Work instructions. Your task is to reproduce, exactly and only, the lines running from the line containing "Point to one spot on every instance of the foliage" to the end of the data below, both included.

Point-per-instance localization data.
····················

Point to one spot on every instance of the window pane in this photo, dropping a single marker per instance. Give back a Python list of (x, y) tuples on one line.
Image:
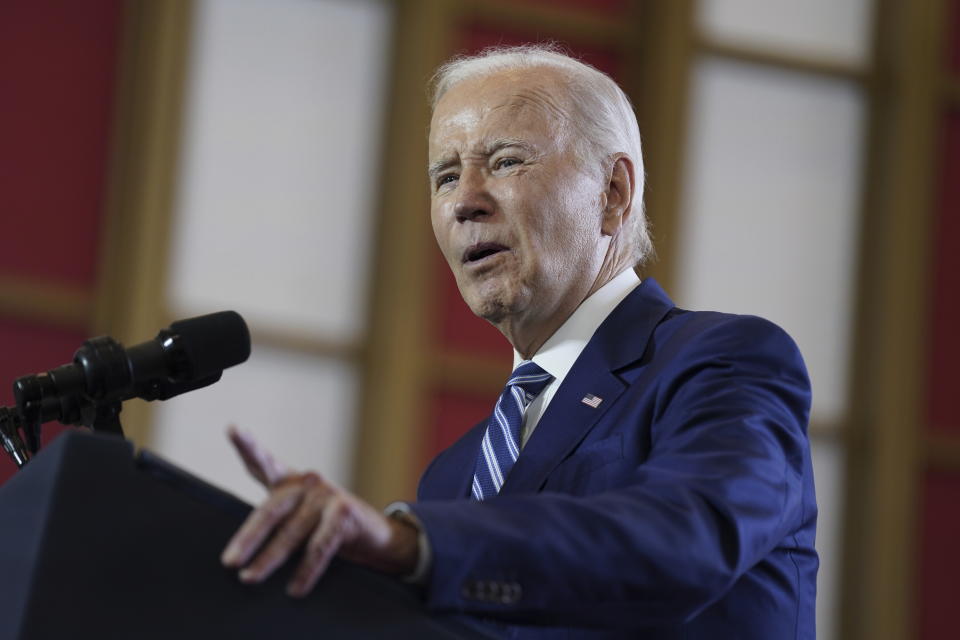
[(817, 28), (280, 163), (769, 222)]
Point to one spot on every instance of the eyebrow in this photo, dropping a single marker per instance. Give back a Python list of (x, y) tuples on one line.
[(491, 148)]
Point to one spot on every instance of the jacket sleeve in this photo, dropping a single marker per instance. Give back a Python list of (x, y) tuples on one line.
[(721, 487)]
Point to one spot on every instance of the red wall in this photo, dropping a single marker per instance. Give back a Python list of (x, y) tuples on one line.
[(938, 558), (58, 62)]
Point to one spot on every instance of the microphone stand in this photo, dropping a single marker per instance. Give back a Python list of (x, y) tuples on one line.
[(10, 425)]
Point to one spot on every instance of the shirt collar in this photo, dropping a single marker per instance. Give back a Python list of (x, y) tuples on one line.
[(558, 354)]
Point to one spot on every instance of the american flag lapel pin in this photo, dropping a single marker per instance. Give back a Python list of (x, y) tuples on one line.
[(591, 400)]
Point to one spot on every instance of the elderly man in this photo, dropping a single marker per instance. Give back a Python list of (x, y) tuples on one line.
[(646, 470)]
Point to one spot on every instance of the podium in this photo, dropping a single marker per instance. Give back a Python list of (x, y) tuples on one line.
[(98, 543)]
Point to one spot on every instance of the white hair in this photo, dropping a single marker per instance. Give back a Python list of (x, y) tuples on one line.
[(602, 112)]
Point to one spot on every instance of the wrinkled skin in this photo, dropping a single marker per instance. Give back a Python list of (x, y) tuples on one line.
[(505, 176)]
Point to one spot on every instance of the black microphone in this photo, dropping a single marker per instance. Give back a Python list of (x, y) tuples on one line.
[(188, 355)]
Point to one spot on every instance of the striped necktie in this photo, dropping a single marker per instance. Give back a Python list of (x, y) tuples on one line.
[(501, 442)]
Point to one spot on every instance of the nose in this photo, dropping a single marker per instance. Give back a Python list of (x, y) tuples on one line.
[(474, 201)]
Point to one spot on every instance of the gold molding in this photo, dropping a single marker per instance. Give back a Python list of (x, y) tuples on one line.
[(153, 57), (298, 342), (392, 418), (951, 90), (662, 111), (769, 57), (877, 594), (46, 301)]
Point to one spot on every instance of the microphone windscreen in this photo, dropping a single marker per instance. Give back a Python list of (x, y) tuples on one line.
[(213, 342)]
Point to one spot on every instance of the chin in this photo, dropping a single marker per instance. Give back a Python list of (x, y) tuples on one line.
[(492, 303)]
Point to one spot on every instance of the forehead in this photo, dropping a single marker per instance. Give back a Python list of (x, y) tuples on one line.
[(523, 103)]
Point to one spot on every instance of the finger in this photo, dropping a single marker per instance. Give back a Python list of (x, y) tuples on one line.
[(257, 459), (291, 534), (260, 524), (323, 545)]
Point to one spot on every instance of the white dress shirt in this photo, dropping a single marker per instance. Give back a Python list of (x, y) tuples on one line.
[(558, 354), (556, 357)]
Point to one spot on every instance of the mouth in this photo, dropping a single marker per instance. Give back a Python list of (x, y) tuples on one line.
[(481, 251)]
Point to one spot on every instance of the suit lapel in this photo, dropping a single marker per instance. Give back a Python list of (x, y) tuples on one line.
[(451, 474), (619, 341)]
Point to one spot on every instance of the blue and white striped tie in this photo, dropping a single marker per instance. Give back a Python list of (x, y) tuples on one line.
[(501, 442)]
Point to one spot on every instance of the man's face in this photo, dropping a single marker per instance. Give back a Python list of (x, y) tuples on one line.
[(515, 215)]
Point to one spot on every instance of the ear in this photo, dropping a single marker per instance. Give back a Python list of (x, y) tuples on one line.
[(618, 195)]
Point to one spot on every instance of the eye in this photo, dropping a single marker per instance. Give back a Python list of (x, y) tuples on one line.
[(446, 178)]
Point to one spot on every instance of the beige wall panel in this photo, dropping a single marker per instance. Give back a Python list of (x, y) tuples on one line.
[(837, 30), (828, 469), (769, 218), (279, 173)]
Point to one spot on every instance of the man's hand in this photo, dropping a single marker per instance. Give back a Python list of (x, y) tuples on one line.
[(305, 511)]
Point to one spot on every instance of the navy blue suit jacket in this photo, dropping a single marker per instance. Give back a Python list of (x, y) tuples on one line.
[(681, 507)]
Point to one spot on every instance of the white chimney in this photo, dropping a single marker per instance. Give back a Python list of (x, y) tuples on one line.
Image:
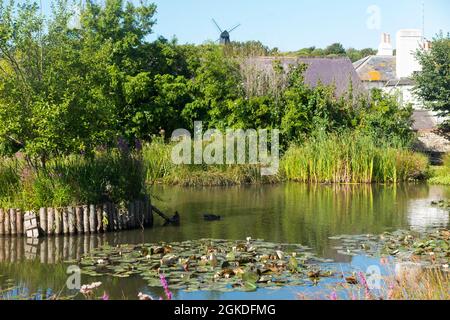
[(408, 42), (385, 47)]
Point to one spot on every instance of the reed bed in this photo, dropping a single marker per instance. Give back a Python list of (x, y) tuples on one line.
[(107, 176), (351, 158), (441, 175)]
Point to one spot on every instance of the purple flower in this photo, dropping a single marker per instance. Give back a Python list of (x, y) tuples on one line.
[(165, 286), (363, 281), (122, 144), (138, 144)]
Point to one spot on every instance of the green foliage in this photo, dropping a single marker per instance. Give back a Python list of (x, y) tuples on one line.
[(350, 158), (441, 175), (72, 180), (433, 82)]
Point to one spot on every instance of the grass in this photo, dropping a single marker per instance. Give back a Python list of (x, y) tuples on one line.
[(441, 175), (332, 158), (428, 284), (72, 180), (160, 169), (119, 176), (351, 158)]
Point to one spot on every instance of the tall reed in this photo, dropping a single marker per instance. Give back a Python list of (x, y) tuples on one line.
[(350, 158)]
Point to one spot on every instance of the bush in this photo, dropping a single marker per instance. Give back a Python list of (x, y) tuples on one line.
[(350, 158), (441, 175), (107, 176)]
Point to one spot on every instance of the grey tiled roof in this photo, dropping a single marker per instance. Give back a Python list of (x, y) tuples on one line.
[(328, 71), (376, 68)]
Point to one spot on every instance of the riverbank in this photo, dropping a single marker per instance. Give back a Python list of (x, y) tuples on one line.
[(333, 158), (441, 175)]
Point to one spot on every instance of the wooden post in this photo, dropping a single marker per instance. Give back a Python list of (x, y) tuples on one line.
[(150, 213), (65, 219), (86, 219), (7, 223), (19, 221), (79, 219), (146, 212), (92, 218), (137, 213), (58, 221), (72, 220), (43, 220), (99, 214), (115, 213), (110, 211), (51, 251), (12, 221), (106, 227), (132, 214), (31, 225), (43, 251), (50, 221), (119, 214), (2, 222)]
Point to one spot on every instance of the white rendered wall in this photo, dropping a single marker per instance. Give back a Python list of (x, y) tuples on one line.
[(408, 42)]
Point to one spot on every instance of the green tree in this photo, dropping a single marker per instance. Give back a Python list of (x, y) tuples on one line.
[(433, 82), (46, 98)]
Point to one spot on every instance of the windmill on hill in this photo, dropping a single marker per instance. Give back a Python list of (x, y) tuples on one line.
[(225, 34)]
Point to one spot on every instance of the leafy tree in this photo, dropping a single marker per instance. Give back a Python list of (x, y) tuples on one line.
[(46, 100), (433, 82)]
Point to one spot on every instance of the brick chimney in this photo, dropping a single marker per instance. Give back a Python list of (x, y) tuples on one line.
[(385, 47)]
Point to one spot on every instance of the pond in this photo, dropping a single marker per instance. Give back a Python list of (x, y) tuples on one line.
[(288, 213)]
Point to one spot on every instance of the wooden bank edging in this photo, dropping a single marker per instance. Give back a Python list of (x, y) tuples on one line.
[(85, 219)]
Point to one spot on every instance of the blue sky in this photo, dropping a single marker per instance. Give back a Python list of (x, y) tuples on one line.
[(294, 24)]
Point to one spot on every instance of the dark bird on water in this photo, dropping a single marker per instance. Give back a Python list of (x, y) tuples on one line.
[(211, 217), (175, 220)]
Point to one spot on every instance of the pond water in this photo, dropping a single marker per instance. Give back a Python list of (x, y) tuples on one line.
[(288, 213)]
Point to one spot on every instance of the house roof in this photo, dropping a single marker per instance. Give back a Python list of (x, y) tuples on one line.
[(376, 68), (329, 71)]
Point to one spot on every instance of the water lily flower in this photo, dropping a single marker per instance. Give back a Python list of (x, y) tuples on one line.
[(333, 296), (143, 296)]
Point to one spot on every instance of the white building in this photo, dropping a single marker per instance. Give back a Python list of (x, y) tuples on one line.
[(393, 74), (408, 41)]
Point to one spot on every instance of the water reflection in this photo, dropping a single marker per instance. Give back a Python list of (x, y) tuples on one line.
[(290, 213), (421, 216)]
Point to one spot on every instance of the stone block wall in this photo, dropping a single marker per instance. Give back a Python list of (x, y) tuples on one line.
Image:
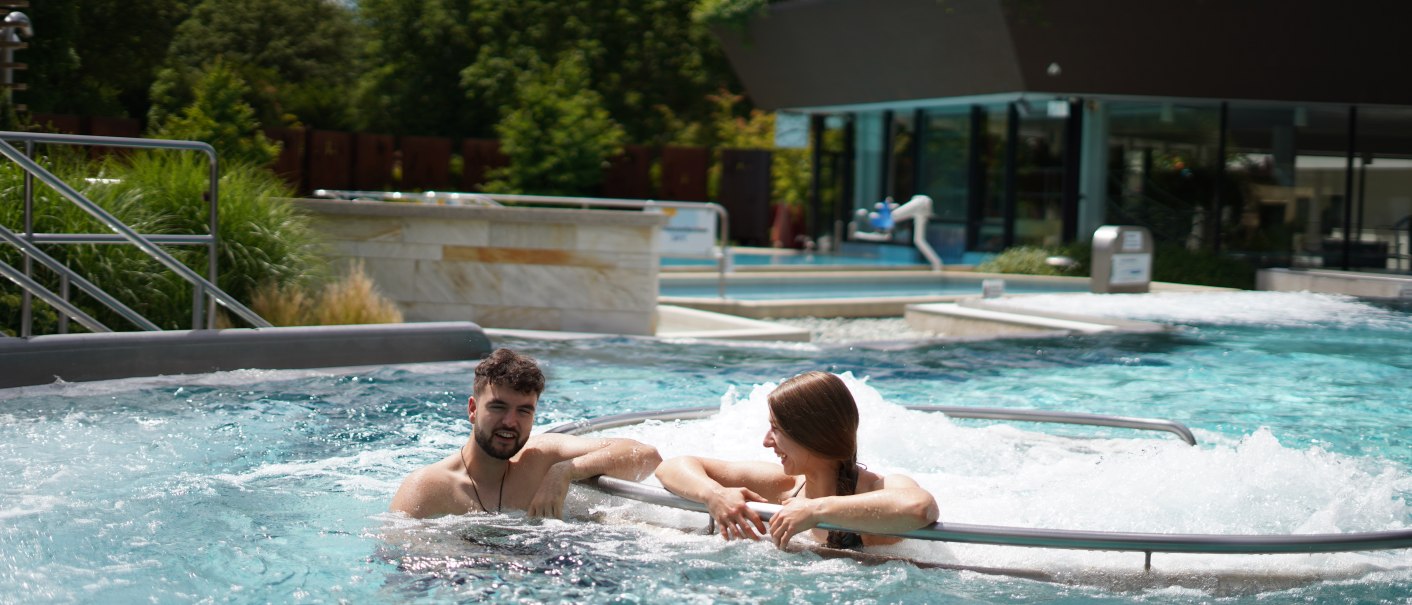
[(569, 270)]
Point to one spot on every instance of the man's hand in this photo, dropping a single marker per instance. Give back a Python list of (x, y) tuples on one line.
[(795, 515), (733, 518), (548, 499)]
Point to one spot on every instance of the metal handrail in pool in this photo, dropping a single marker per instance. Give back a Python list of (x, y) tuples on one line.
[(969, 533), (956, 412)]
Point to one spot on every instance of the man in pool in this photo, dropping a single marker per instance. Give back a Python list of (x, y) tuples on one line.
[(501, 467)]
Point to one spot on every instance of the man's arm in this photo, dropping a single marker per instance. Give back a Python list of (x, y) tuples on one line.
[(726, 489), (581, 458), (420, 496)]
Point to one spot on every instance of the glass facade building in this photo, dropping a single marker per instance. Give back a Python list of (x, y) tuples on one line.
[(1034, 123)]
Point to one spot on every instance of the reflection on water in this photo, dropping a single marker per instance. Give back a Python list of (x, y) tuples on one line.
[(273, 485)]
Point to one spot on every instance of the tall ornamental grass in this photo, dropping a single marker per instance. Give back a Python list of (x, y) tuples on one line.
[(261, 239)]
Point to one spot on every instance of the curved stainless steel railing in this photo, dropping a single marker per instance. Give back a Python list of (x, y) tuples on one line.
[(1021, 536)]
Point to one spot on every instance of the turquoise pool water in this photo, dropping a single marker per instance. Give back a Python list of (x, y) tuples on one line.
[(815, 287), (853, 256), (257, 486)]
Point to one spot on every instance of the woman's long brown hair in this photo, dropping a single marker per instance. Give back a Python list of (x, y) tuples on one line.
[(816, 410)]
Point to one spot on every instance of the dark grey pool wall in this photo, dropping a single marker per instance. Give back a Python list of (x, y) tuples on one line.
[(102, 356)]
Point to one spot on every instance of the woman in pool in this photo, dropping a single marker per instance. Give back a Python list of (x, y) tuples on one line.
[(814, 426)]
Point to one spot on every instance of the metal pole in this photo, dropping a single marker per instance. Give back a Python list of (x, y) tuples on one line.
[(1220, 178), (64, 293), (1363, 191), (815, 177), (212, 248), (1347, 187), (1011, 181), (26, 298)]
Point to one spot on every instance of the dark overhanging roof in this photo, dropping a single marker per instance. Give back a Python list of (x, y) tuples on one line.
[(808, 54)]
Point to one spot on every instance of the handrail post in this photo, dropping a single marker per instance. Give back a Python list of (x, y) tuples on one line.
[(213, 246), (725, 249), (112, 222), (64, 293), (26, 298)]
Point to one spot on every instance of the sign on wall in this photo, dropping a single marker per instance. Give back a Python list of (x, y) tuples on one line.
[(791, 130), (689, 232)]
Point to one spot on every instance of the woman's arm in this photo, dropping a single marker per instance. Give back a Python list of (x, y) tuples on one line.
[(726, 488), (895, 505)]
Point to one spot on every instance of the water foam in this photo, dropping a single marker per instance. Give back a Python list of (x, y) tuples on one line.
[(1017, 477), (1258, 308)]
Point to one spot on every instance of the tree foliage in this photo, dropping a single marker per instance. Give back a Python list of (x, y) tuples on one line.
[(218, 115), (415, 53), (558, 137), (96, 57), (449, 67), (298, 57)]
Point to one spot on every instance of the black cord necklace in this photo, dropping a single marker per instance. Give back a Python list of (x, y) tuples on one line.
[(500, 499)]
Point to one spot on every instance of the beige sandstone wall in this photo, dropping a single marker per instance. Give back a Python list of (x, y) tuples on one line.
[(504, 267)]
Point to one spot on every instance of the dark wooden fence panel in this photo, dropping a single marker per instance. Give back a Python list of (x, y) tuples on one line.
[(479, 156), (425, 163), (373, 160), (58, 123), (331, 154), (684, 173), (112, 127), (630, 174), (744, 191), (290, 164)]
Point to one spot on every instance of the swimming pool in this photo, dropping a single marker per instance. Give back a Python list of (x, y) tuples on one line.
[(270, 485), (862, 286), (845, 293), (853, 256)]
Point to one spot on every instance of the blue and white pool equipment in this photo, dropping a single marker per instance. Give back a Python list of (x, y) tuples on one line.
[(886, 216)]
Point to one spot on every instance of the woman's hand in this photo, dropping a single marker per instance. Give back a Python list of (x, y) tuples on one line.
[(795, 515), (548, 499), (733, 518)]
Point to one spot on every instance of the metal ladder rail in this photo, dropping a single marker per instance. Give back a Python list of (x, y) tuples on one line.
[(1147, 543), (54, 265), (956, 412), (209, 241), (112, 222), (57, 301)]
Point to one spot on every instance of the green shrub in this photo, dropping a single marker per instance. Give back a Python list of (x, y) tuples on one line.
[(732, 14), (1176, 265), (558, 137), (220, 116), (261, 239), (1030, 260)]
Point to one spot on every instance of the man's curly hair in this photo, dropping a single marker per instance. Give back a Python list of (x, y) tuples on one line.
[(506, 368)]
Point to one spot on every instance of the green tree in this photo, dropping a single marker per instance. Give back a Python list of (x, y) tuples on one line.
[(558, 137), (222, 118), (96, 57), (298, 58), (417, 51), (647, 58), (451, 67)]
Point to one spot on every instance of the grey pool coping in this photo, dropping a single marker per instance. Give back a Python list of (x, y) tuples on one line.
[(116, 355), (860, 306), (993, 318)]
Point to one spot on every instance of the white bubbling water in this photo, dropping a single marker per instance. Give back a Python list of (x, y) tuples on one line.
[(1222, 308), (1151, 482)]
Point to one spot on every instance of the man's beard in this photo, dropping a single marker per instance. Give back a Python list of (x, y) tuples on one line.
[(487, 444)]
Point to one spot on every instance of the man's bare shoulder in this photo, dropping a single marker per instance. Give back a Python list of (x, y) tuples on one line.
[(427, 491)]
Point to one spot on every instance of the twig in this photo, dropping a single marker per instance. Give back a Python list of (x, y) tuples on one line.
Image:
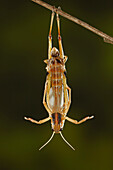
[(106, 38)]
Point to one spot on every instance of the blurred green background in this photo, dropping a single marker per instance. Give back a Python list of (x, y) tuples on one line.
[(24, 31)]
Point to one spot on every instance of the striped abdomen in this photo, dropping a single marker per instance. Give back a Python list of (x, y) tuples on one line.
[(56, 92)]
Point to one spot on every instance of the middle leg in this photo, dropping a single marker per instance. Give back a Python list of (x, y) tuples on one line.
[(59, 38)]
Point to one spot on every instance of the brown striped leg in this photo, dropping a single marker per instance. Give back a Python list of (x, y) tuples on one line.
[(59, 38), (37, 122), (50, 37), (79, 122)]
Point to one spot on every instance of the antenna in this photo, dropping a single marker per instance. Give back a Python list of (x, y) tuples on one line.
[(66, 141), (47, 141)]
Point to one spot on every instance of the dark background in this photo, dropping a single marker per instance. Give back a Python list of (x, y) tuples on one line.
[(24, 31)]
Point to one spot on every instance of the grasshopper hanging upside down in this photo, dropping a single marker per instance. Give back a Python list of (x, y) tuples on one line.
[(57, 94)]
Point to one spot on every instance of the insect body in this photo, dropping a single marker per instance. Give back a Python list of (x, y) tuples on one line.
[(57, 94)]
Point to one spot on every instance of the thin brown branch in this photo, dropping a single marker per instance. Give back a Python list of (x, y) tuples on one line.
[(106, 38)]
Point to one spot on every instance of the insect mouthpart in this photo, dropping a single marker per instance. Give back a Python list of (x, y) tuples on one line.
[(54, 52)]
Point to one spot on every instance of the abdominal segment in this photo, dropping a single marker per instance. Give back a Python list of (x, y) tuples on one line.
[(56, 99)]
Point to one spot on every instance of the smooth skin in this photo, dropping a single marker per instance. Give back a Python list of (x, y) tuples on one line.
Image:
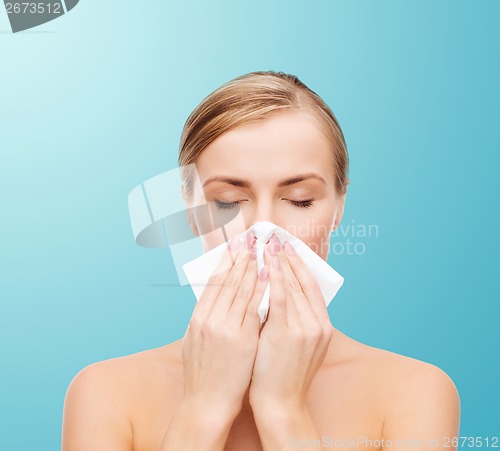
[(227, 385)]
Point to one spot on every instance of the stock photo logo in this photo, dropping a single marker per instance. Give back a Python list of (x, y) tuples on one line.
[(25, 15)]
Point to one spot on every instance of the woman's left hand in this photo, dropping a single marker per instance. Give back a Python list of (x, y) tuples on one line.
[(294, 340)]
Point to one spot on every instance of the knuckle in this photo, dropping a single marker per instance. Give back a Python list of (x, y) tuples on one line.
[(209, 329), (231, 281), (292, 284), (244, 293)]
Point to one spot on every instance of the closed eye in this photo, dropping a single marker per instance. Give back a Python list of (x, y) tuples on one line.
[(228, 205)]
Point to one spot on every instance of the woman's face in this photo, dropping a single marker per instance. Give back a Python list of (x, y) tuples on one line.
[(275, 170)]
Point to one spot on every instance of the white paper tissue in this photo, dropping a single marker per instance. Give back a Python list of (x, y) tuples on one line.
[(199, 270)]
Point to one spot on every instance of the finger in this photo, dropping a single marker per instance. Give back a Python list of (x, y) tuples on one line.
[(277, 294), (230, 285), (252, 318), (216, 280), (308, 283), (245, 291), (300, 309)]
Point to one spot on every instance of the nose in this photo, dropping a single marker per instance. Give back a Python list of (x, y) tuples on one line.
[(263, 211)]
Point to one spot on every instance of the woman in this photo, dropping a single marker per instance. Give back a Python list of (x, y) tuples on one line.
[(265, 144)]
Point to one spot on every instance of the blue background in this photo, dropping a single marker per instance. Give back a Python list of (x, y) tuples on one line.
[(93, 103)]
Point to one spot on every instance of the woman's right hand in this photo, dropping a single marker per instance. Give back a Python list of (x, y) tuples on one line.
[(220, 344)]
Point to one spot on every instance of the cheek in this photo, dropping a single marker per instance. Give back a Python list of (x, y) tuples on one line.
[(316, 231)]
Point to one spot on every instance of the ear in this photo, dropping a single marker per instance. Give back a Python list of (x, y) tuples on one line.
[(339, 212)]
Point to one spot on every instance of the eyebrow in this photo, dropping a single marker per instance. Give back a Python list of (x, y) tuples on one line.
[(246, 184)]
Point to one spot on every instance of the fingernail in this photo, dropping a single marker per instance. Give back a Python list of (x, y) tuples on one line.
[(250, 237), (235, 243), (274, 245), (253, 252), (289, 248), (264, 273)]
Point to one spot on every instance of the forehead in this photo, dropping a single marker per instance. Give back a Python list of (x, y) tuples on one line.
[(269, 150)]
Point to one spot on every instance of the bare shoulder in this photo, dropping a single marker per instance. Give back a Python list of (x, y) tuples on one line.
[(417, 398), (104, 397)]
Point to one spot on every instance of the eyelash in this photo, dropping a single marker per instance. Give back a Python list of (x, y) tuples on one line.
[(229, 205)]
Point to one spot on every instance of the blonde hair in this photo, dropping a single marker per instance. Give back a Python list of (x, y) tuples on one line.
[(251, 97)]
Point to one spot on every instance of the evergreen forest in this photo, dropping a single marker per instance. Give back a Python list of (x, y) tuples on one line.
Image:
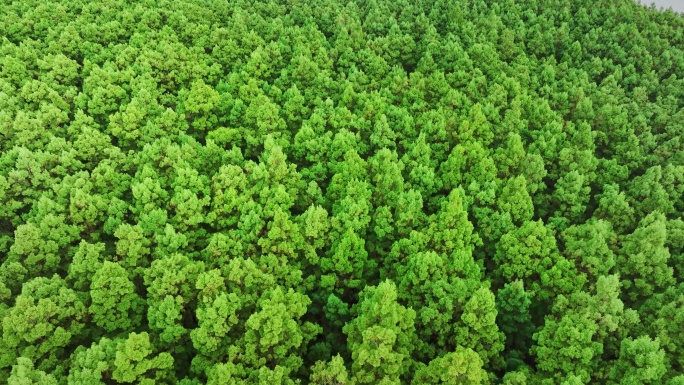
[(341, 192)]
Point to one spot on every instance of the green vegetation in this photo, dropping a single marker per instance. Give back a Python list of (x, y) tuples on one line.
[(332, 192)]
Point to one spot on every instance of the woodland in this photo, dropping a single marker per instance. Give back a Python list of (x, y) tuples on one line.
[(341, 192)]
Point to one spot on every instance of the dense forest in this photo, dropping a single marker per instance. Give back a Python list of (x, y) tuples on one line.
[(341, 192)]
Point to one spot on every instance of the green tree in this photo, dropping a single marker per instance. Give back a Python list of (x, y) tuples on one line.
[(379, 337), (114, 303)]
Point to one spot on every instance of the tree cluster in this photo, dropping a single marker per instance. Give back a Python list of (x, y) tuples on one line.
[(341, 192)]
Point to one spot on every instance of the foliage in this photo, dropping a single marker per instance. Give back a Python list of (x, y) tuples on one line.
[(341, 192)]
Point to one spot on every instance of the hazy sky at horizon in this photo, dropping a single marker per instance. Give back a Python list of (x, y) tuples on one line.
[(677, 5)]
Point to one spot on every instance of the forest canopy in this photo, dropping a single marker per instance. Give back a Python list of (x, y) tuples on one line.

····················

Output of the task.
Point to one spot on every instance of the foliage in this photo, dropping a single marker per instance. Give back a Python list of (x, y) tuples on one line.
[(341, 192)]
Point to one spot on every instance of the hazy sky at horizon in this photo, dropping a single marker per instance. Give back a Python list of (x, y) tuples on one line.
[(677, 5)]
Point to one spot on every instance of the forest canopy in this photo, dropping a single marker per instance. Give back a Python list of (x, y) tuples on one line.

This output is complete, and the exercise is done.